# RECORDS FOR THIS TASK
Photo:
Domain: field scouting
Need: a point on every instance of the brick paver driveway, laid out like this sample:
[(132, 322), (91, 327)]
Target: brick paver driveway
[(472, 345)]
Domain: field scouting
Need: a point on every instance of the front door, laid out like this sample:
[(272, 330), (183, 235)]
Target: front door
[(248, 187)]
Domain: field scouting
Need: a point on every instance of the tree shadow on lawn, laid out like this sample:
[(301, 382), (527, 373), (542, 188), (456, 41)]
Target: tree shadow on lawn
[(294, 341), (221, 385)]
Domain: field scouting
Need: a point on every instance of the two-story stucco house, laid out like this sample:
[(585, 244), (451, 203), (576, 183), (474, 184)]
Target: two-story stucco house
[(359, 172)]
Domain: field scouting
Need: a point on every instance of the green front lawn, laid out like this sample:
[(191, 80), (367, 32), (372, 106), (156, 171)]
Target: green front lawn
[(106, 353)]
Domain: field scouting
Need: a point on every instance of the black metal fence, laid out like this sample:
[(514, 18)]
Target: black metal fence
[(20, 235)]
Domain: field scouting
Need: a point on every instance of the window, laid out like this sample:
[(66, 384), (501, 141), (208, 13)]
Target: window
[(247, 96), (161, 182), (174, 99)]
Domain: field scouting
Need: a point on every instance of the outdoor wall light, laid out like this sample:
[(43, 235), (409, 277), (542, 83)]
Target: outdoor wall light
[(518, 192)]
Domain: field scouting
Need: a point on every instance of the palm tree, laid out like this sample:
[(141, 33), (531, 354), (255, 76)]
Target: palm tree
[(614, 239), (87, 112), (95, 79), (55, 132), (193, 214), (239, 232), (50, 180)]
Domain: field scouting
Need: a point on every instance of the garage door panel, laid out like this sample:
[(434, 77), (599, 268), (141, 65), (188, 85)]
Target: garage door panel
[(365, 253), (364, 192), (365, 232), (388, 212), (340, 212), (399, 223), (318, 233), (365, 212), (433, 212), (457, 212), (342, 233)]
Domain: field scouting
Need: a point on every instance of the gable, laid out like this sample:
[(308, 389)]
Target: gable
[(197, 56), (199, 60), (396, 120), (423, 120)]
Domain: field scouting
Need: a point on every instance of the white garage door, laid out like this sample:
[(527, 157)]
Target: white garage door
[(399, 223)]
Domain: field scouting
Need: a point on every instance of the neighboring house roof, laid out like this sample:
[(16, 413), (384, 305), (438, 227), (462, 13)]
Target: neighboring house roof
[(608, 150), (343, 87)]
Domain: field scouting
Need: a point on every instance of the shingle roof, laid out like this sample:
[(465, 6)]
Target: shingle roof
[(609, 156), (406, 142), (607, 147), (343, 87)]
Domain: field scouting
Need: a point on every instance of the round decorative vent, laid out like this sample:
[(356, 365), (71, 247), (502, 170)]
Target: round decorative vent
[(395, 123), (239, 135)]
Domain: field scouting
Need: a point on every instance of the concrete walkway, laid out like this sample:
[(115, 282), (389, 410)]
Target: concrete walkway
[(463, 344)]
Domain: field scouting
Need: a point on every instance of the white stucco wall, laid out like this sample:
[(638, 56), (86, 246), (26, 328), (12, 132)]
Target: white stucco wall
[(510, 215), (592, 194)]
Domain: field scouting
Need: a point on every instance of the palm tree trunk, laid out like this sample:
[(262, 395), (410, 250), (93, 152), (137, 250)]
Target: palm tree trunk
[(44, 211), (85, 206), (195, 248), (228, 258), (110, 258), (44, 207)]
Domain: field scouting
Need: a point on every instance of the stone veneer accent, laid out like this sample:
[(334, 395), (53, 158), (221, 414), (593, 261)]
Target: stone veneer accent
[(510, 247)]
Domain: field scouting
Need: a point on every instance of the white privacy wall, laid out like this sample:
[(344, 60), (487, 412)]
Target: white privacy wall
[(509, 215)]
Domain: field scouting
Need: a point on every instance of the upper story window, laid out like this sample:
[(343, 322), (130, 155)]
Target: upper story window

# ACTIVITY
Repeat the material above in full so that each line matches the original exactly.

# WRITTEN SOLUTION
Photo:
Domain: field scouting
Need: a point on every instance of the brick paver driveway, laid out like this sample:
[(132, 322), (91, 327)]
Target: brick paver driveway
[(472, 345)]
Domain: field scouting
Need: a point on every instance of the front door, laid out like this sample:
[(272, 330), (183, 235)]
Target: front door
[(248, 187)]
Domain: field scouting
Need: a point on every instance of the tree shadow on lawn, laid out like this sample:
[(301, 382), (527, 373), (542, 188), (456, 41)]
Target: tree shadow on lawn
[(294, 341), (221, 385)]
Domain: field scouting
Need: a point on every instance of the two-story stucco house, laid out like this sample:
[(585, 244), (451, 203), (576, 183), (474, 184)]
Target: two-story stucco house
[(359, 172)]
Domain: field scouting
Need: a point on every instance of the green front lawn, laid out like this sample:
[(191, 80), (367, 32), (372, 106), (156, 171)]
Target: green front lawn
[(106, 353)]
Domain: field scouting
Need: a point on every instance of the black metal fence, laid out like this sample:
[(514, 18)]
Target: black metal fence
[(20, 235)]
Domain: field scouting
Need: a point on every instance of the window, laid out like this sample:
[(66, 384), (501, 141), (208, 13)]
Target: window
[(247, 96), (161, 182), (174, 99)]
Domain: field scouting
Need: a point on every instance of the outdoor wall light, laid out like this sample:
[(43, 235), (409, 277), (542, 83)]
Target: outdoor wall light
[(518, 192)]
Domain: field scouting
Need: a point on every instance of the palm tree, laid out like this sample:
[(141, 33), (531, 354), (255, 76)]
Target: palm tree
[(614, 239), (87, 112), (95, 79), (55, 132), (193, 214), (239, 232), (50, 180)]
Domain: field scouting
Need: a point on every instance of the garage door panel, laid out like this sample:
[(434, 77), (599, 268), (141, 65), (188, 85)]
Target: garage door panel
[(365, 253), (364, 192), (365, 232), (388, 212), (340, 212), (399, 223), (318, 233), (365, 212), (433, 212), (457, 212), (342, 233)]
Domain: field scouting
Need: a point on every instance of the gable, laid out like this sample:
[(308, 389)]
Target: gable
[(197, 56), (199, 60), (396, 120), (423, 120)]
Domain: field scouting
Need: a point on every instance of the white garage door, laid out like this sample:
[(527, 157)]
Target: white garage door
[(399, 223)]
Domain: field scouting
Need: a point on every instance of the neighboring house roof, laid out like this sample:
[(16, 413), (384, 305), (438, 227), (462, 13)]
Target: neighboring house roof
[(608, 150), (343, 87)]
Domain: field scouting
Need: a point on every instance of the shingle roof, laid out like this sample:
[(465, 6)]
Target: shingle roof
[(609, 156), (406, 142), (607, 147), (343, 87)]
Domain: field scouting
Need: a point on every instance of the round decorative vent, laid out like this sample:
[(356, 365), (71, 247), (502, 170)]
Target: round decorative vent
[(395, 123), (239, 135)]
Domain: field scouting
Need: a point on every instance of the concrete walkway, laid out like this sample:
[(115, 282), (389, 410)]
Target: concrete walkway
[(463, 344)]
Domain: field scouting
Need: a point on every instance of the white stucco wall, laid out like this sample:
[(638, 56), (86, 246), (26, 328), (12, 132)]
Target: white stucco wall
[(510, 215), (592, 194)]
Domain: field scouting
Need: a point on every instance of the palm tree trunk, laid out like this sample:
[(262, 395), (410, 250), (93, 152), (137, 250)]
Target: palm tree trunk
[(44, 211), (85, 206), (195, 248), (228, 258), (110, 258), (44, 207)]
Domain: field scouting
Need: a point on every instance of the stone veneer accent, laid out like this sample:
[(334, 395), (53, 158), (221, 414), (593, 261)]
Target: stone veneer accent
[(510, 247)]
Domain: field scouting
Need: a point on every instance of the white privacy wall, laid out like this sample:
[(344, 60), (487, 412)]
Target: white privacy wall
[(509, 215)]
Domain: field scouting
Need: a point on every instance of the upper story window, laid out like this sample:
[(343, 322), (130, 155)]
Target: upper story window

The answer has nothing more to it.